Leave out the pictures and reproduce all of the data exactly.

(EXTRACTED MATERIAL)

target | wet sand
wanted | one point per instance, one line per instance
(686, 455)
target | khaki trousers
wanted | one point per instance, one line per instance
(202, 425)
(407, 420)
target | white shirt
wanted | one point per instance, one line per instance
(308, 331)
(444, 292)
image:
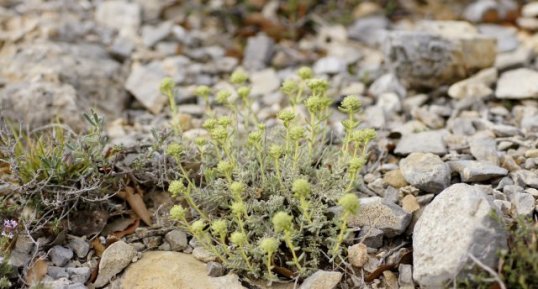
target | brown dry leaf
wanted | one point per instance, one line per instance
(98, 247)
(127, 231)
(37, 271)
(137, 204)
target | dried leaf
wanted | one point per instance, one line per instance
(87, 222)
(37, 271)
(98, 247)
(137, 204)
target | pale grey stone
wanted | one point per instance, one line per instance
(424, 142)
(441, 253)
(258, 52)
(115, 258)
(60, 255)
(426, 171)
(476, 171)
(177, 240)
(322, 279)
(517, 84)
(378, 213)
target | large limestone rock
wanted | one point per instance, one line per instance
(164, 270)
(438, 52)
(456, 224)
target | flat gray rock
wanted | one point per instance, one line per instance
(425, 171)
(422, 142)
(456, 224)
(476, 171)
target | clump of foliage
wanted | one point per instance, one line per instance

(End EXTRACTED MATERIAL)

(WRITTEN SOLUTION):
target | wet sand
wanted | one point per instance, one line per instance
(686, 455)
target | khaki trousers
wanted | one point per instance, one line per instance
(202, 425)
(407, 420)
target | white shirt
wanted | one point per instance, one line per instance
(308, 331)
(444, 292)
image:
target | brown dry leaf
wanted | one point per instance, one line per instance
(98, 247)
(127, 231)
(37, 271)
(137, 204)
target | dried leaf
wanted | one point per instance, one line per instance
(87, 222)
(37, 271)
(98, 247)
(137, 204)
target | pale grey stone
wanted | one point per instance, one line per instance
(424, 142)
(441, 253)
(258, 52)
(115, 258)
(60, 255)
(426, 171)
(476, 171)
(177, 240)
(322, 279)
(517, 84)
(378, 213)
target | large limestone rock
wanted | one point per instance, one line per instance
(164, 270)
(438, 52)
(456, 224)
target | flat gray rock
wanted | one point per instance, one line per instance
(425, 171)
(422, 142)
(456, 224)
(476, 171)
target | clump of foliage
wanted | one point per instance, one line per instance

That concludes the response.